**READING PASSAGE:**
* * *
Nine years later, Abe's father dies, so Abe (now a young man) considers himself released from his promise. He shoots Barts and believes the matter settled, but Barts then gets up and starts kicking his ass. Abe is rescued by someone named Henry Sturges (who is pretty obviously a vampire, too, but once again Abe fails to realize this). The next day, Henry tells Abe that Barts is a vampire, and that he is a vampire hunter. Abe wants Henry to train him, so he'll be able to kill Barts, but Henry will only do so if Abe promises to obey his instructions, and only kill the vampires he assigns him to kill. Abe agrees, though he's still eager to get his revenge. Once his training is complete (and he's got himself a silver-bladed axe), he moves to Springfield, Illinois, where he studies to become a lawyer. He has no money, but a shopkeeper named Joshua Speed gives him a room above the shop, in exchange for working as a clerk there. (I get the impression that Speed is well-connected politically, more than I would expect a shopkeeper to be, but that's never explained.) Anyway, one day Abe meets a woman named Mary Todd (Mary Elizabeth Winstead). She's engaged to a politician named Stephen Douglas (Alan Tudyk), but it's pretty clear from the start that Abe and Mary will wind up together. Meanwhile, Abe gets telegrams from Henry telling him who to kill each night.
So... this goes on for awhile. And eventually Abe's old friend William shows up, having escaped slavery via the Underground Railroad. (And yes, Harriet Tubman has a role in the story.) And about halfway through the movie, Abe finally gets to kill Barts. But he also finally learns that Henry is a vampire, which leads to Henry explaining his own tragic backstory, about an ancient vampire named Adam having killed Henry's wife and turned Henry into a vampire. And since, according to this story's rules, vampires are unable to kill each other, I guess Henry has recruited and trained various hunters over the years to kill Adam for him. Abe is the only one of them we ever see, and I assume the others had all been killed by Adam, or another powerful vampire named Vadoma (Wikipedia says she's Adam's sister, but I don't recall hearing that in the movie). But Adam tries to get Abe to join him and turn against Henry, instead. Which of course Abe refuses to do. And from this point on, Abe will get some help against the vampires from both William and Speed.
* * *
**MATERIAL:**

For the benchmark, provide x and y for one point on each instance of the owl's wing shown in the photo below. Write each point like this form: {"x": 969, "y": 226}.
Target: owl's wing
* * *
**WHAT IS EXPECTED:**
Continue the plot summary about Abe and the vampires, starting after its last sentence. The lines have nothing to do with the movie plot summary.

**REPLY TO THE EXERCISE:**
Meanwhile, we never really see Abe become a lawyer, but we do occasionally see him giving speeches and becoming popular with the locals. And then at some point he's just suddenly President; we never even see an election, but whatever. Um... anyway, for some time he stopped hunting vampires, focusing instead on the Civil War and the Emancipation Proclamation. At this point I must explain... there's this whole subplot, or a bridge between the two aspects of the story, about vampires building an "empire" in the South, and wanting to create their own country. I mean, I'm sure the movie's not saying all Southerners were vampires, and in fact probably most of them had no idea vampires even existed. But... the fact that there were a lot of them in the Confederacy is a major reason Lincoln wanted to go to war against the South. To its credit, the movie makes it pretty clear, ever since he was a young boy, that he is opposed to slavery, so... it's not like the war wouldn't have happened without vampires being involved. But I do kind of have to wonder if it's maybe a bit problematic to tell a story like this (whether a book or a movie) with a central premise that's basically a joke, when dealing with something so serious. On the other hand, I think portraying slave owners as vampires is a pretty decent metaphor, because whether they're vampires or humans, they are real monsters. I'm also quite glad that William got to engage in a fair amount of vampire slaying badassery, because if it were just Abe and Henry (a couple of white guys)... that would be problematic in its own way.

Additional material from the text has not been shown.